Supplied records: Begin

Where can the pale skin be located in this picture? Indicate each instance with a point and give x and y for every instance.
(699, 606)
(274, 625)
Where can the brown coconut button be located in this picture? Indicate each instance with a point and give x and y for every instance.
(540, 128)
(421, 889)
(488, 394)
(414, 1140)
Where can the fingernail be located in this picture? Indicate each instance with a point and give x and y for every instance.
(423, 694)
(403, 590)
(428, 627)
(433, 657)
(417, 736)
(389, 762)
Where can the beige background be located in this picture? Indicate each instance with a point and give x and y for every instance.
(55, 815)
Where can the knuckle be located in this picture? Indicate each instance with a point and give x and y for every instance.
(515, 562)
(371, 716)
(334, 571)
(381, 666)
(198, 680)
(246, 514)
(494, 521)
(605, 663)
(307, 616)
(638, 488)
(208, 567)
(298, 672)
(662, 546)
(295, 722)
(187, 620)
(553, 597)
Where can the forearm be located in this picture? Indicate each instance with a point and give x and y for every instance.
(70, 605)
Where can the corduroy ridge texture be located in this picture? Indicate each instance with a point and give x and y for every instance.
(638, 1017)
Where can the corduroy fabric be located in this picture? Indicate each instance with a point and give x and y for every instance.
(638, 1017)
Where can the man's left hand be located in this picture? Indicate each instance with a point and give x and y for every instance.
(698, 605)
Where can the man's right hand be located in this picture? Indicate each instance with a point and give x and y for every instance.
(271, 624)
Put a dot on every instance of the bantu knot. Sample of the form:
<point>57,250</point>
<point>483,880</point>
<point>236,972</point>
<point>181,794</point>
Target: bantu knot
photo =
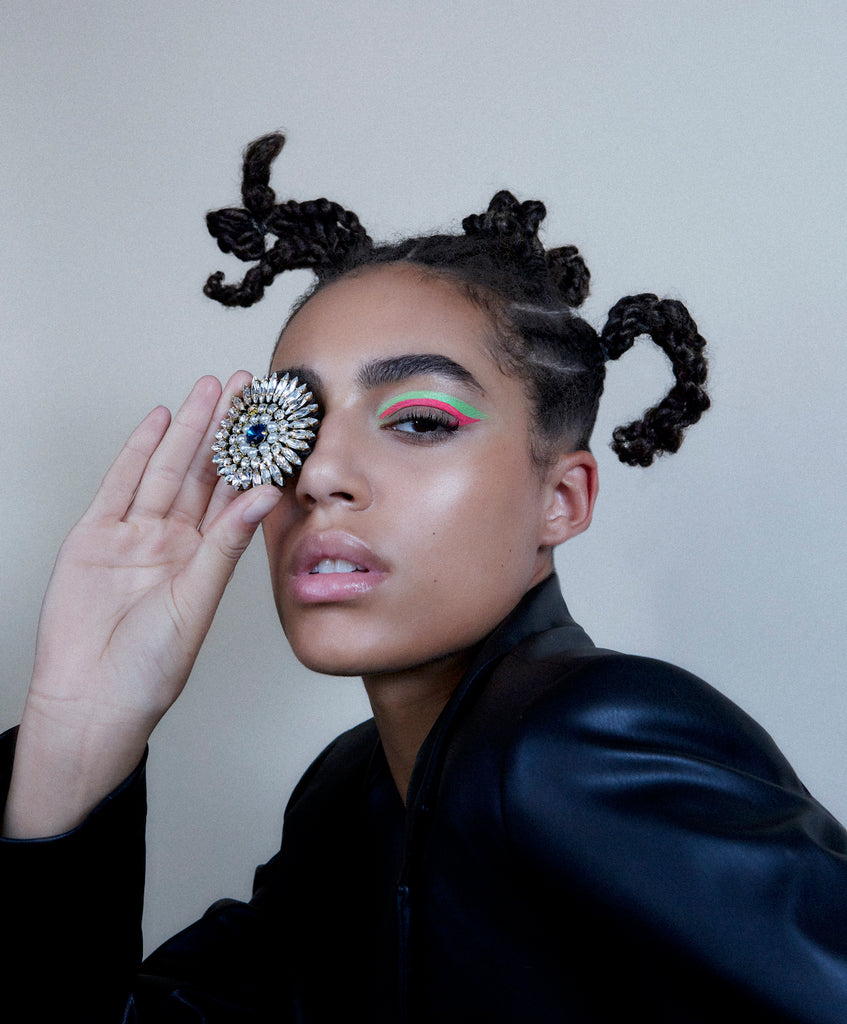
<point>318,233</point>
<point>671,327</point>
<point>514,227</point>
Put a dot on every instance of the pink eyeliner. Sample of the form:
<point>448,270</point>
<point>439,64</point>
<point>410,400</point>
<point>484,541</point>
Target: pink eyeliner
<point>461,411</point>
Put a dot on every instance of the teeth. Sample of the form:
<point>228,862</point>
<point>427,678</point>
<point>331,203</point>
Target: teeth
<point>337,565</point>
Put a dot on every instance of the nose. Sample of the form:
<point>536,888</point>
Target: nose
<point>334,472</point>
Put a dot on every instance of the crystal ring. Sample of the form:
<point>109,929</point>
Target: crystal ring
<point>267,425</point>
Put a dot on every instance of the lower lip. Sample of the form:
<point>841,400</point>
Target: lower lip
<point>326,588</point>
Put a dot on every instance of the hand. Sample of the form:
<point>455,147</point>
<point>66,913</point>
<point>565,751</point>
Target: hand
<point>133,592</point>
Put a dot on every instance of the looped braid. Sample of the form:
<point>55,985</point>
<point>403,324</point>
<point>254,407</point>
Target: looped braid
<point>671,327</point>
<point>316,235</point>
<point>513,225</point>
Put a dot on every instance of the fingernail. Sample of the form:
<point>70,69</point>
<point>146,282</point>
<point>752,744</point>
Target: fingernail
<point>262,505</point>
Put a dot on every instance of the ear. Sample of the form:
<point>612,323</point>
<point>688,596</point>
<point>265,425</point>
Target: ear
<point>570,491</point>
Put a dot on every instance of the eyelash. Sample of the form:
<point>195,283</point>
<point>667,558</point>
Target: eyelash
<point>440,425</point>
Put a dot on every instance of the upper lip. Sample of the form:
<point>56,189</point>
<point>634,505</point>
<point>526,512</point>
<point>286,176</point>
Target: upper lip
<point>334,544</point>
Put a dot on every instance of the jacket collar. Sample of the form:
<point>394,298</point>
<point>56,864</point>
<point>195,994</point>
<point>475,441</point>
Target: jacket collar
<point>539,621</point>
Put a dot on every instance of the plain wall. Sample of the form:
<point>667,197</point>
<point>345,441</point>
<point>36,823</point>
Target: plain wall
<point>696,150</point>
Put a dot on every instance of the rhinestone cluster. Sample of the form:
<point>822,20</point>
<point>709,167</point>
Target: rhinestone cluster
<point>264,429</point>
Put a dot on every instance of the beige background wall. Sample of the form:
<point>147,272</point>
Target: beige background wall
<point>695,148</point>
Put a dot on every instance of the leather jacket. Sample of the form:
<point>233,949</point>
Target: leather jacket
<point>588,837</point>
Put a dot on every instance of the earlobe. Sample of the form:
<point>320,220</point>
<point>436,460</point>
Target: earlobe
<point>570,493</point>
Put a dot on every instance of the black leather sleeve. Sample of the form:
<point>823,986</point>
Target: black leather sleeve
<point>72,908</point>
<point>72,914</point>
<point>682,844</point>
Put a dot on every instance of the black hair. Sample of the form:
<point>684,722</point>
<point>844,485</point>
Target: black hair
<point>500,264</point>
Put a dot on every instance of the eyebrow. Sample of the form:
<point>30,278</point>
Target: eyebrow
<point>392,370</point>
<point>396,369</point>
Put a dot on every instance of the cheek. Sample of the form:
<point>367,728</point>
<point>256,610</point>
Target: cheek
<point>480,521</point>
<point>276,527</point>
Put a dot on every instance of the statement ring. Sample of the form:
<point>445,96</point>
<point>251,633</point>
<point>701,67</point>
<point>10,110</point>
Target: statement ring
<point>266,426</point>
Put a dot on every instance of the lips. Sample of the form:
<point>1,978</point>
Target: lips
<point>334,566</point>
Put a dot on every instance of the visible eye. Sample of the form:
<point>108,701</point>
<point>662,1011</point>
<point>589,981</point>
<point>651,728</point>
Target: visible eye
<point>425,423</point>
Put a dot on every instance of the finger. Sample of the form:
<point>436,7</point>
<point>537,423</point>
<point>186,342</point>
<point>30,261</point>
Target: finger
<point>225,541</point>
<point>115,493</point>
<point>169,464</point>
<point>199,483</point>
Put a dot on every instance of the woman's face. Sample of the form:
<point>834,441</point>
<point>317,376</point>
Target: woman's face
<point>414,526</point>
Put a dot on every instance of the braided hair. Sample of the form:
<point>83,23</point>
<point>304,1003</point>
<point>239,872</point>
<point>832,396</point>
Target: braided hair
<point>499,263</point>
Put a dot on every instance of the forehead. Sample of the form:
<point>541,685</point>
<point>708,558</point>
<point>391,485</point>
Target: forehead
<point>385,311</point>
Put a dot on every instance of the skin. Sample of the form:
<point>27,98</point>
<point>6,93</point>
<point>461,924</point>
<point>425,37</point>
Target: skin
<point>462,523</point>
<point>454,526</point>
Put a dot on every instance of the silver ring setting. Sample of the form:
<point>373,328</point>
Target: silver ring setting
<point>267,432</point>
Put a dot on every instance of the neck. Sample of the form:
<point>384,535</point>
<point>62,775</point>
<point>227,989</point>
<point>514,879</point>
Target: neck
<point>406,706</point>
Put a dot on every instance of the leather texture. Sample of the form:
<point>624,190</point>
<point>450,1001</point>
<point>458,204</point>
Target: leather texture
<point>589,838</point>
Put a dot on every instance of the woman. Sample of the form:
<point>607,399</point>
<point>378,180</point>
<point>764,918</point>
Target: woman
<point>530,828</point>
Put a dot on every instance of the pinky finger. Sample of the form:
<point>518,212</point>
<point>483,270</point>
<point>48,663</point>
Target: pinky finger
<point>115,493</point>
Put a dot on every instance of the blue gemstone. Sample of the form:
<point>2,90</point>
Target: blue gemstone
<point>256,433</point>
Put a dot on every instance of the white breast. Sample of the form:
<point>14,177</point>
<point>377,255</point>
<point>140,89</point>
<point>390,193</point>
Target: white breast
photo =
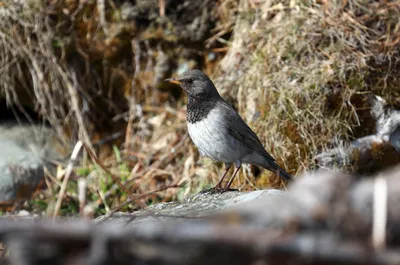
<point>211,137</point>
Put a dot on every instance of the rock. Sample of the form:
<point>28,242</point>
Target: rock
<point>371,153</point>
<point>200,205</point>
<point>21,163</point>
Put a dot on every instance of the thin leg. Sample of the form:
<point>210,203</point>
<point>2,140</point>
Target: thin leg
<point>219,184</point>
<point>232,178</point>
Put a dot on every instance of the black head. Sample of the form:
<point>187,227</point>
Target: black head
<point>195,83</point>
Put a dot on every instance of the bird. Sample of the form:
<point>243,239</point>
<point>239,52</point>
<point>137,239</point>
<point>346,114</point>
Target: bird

Supplied records: End

* Task goal *
All lines from the one containing "Put a dot on every instance of the pinky" to the last line of the records above, both included, need to be repeated word for word; omit the pictures.

* Result for this exercise *
Put a dot on every instance of the pinky finger. Sample of the form:
<point>518,212</point>
<point>483,270</point>
<point>48,663</point>
Target: pinky finger
<point>115,493</point>
Put a dot on every instance of the blue gemstone. Sample of the form:
<point>2,90</point>
Target: blue gemstone
<point>256,433</point>
Put a dot on every instance of the white breast. Sample of the form:
<point>14,177</point>
<point>377,255</point>
<point>140,89</point>
<point>390,193</point>
Target: white breast
photo =
<point>211,137</point>
Put a dot on every instance of the rock. Sample of the form:
<point>28,242</point>
Target: rock
<point>371,153</point>
<point>200,205</point>
<point>21,163</point>
Put a dot on every instance of the thin leg. Sample of the form:
<point>210,203</point>
<point>2,140</point>
Target: thin leg
<point>219,184</point>
<point>232,178</point>
Put a dot on every instance of the black head. Sample of the form:
<point>187,227</point>
Target: black head
<point>195,83</point>
Put a dot on every instance of the bird. Sample of the form:
<point>243,239</point>
<point>239,52</point>
<point>137,239</point>
<point>346,114</point>
Target: bird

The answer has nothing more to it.